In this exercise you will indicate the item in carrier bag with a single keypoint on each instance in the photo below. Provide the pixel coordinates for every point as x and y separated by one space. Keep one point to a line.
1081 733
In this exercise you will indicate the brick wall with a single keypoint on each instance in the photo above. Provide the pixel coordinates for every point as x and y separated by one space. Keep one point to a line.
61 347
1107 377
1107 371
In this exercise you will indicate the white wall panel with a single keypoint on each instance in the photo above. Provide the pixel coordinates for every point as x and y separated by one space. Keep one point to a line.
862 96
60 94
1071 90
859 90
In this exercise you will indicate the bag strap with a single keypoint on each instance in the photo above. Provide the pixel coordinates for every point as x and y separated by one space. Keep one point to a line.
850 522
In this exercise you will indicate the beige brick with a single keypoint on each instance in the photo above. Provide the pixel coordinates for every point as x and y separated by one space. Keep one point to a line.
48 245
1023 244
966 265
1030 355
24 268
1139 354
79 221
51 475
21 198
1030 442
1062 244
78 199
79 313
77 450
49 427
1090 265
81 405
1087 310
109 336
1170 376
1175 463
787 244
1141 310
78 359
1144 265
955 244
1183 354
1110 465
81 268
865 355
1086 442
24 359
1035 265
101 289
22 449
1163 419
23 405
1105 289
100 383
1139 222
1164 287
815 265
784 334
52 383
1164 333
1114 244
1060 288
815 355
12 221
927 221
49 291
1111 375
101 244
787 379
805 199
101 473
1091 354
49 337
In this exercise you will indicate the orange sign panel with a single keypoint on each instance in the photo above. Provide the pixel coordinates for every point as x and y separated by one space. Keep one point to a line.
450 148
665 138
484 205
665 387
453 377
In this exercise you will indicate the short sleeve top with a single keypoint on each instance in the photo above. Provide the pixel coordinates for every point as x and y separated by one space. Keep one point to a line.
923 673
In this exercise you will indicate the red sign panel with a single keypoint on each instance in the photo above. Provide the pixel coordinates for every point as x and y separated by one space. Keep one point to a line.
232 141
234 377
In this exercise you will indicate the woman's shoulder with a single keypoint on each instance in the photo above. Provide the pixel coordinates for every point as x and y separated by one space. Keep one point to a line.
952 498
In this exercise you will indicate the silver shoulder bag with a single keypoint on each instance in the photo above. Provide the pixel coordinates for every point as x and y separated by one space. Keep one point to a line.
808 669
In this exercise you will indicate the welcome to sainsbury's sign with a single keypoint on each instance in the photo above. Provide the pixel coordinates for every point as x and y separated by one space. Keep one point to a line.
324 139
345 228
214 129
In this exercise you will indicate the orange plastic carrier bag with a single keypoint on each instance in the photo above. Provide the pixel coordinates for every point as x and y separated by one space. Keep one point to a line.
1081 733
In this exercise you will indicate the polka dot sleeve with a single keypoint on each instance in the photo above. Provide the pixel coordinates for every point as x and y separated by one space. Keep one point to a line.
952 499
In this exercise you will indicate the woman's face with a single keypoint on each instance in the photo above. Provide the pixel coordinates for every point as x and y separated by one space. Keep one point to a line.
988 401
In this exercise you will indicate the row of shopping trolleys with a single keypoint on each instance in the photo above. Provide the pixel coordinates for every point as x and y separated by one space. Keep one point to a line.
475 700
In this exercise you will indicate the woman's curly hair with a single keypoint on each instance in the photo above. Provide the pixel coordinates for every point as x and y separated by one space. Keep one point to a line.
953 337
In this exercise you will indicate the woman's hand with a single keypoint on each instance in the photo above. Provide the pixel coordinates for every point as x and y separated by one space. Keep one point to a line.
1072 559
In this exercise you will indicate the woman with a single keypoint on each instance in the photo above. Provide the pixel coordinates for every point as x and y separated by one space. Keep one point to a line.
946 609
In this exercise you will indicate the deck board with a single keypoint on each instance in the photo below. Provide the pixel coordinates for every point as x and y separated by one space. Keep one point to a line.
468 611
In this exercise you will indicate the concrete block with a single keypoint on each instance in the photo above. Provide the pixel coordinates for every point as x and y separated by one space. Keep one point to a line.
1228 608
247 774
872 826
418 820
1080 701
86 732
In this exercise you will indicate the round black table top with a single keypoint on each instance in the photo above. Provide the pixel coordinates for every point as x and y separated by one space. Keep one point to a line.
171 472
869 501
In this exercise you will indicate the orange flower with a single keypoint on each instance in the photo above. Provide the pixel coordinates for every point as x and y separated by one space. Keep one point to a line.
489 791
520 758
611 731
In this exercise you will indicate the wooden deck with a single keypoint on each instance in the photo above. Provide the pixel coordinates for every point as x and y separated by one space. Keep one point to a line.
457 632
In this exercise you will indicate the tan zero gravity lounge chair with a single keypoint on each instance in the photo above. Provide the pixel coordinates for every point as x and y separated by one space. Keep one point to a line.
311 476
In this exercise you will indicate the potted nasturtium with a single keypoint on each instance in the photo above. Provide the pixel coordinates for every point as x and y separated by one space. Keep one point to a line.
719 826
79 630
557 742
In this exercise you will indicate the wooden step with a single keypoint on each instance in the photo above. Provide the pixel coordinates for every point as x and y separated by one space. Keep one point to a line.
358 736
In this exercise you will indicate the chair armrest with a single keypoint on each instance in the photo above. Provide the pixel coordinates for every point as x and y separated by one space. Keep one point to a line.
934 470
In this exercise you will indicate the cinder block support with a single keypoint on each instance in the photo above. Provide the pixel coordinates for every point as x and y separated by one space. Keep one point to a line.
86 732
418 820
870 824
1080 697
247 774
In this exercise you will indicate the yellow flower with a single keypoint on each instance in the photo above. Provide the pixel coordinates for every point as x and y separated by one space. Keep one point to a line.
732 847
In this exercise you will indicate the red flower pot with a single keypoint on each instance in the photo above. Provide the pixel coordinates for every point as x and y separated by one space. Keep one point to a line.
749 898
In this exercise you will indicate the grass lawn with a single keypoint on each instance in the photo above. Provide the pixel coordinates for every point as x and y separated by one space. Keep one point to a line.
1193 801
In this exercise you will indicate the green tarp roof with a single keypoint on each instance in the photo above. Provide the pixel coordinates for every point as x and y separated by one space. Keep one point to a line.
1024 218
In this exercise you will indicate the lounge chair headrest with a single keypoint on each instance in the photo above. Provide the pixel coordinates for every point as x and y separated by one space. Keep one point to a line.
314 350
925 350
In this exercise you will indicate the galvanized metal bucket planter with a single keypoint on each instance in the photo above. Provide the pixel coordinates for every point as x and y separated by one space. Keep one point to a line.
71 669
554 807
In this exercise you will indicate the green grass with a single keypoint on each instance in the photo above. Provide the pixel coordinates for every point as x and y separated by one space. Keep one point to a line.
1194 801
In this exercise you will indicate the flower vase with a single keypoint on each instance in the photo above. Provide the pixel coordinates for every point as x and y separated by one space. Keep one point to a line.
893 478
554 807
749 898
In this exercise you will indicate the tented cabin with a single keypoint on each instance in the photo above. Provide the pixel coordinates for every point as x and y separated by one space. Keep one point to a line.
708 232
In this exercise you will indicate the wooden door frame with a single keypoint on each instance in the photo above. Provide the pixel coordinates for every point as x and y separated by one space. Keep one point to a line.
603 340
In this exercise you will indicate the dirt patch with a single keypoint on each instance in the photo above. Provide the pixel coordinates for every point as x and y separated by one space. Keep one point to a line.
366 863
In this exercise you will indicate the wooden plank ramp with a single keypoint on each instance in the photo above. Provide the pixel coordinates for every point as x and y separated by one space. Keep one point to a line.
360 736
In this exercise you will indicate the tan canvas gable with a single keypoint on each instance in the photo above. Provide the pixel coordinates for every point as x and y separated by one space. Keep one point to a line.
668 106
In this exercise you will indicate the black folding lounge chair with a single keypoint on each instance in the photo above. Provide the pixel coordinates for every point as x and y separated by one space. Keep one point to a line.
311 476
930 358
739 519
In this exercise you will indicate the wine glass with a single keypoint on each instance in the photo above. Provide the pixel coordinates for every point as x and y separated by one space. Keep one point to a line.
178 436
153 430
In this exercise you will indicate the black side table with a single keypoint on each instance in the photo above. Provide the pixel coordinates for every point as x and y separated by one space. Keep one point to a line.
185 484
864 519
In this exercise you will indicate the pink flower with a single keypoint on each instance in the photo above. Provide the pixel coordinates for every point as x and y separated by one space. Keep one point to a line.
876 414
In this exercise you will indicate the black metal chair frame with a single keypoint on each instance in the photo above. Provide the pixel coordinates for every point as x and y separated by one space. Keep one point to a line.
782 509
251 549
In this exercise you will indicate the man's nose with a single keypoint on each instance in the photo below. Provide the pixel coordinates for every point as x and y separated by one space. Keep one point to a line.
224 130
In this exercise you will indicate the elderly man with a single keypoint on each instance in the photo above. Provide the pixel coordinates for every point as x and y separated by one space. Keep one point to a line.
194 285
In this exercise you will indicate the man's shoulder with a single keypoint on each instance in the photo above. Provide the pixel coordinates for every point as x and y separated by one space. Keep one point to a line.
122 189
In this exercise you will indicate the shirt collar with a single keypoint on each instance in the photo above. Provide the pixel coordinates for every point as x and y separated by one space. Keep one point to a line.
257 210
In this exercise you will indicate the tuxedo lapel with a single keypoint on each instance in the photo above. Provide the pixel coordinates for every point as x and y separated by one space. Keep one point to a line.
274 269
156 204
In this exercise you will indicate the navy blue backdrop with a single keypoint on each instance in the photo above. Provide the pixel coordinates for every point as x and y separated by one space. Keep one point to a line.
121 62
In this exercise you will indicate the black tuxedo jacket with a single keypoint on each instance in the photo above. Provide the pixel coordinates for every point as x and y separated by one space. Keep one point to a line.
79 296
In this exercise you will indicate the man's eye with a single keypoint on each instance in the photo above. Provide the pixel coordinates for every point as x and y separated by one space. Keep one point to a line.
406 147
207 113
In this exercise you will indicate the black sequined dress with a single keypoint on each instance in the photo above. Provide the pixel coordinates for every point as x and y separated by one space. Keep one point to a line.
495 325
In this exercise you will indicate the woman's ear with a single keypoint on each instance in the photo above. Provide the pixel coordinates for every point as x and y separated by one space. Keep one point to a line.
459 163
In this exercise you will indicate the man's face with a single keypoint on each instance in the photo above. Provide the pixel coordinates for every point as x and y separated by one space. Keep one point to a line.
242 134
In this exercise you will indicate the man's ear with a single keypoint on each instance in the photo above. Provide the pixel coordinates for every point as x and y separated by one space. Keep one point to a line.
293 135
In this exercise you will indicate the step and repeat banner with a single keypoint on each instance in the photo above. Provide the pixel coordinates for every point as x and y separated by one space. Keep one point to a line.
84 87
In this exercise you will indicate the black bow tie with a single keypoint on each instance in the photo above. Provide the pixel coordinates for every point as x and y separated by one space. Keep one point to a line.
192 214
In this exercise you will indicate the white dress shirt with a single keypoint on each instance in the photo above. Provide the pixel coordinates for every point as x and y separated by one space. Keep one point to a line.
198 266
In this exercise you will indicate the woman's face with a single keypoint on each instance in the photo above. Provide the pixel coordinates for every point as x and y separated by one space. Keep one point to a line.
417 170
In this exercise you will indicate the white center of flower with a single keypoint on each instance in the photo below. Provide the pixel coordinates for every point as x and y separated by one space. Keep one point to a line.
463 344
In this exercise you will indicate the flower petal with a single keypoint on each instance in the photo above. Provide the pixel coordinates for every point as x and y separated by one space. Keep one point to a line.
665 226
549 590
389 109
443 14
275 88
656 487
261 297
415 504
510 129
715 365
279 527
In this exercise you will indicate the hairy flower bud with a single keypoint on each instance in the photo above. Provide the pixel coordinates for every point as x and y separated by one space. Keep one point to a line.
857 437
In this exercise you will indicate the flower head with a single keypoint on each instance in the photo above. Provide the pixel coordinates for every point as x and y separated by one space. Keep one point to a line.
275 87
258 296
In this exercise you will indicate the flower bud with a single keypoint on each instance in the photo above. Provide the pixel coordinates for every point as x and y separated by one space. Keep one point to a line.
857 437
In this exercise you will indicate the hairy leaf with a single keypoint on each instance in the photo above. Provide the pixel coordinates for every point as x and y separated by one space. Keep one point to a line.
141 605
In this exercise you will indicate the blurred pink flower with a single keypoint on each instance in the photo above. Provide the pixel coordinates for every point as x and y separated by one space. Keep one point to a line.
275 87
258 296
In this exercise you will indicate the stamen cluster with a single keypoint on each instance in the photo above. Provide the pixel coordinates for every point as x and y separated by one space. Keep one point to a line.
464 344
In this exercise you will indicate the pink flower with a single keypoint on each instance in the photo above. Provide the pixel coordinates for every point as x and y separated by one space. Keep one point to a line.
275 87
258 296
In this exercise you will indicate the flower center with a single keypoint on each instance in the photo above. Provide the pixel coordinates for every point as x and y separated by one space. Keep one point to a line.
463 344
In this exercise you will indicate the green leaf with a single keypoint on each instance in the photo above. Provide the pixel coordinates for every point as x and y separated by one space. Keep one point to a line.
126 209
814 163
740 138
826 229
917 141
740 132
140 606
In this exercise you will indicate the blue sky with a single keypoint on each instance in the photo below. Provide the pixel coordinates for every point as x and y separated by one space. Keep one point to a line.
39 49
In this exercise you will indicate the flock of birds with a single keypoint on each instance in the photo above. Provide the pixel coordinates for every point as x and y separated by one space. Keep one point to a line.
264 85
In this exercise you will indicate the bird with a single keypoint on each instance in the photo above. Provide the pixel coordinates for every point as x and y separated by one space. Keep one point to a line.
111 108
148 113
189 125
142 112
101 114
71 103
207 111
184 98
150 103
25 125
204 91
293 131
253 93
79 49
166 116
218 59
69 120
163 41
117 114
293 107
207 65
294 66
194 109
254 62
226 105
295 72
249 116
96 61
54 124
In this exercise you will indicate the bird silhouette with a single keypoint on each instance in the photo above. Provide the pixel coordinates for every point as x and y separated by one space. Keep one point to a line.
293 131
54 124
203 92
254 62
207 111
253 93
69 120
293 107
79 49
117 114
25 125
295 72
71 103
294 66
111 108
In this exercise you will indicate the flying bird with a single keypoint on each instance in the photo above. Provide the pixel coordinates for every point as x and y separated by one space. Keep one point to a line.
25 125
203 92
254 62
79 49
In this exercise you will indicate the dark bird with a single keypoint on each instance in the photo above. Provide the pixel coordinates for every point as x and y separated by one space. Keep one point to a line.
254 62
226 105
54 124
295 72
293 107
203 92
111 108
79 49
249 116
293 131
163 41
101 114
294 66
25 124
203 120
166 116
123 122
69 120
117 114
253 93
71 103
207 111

Directions. An exact repeat of the lines from the one containing "In this exercise you will indicate the bird silhouette" through the final line above, both included, is the whole answer.

Output.
In this exercise you will indicate the bird silhouette with a single keypoint on each instance in the photo above. Provide the pixel coordinates for every point as x and y separated by one space. Keep one point to a line.
293 131
54 124
203 92
254 62
207 111
253 93
69 120
293 107
79 49
117 114
25 125
295 72
71 103
294 66
111 108
In this exercise you will indicate the flying bird with a single keypoint on each instance in the photo above. Provide the pixel coordinates for every point as x and y separated by one space. Keep one point to a line.
25 125
203 92
254 62
79 49
In this exercise you will indicate the dark bird with a single keypoint on each instance in the photo above. Provide the pixel coordinates for every point as x and y separated by one space. Keep one point to a line.
254 62
226 105
54 124
295 72
293 107
203 92
111 108
79 49
249 116
293 131
163 41
101 114
294 66
25 124
203 120
166 116
123 122
69 120
117 114
253 93
71 103
207 111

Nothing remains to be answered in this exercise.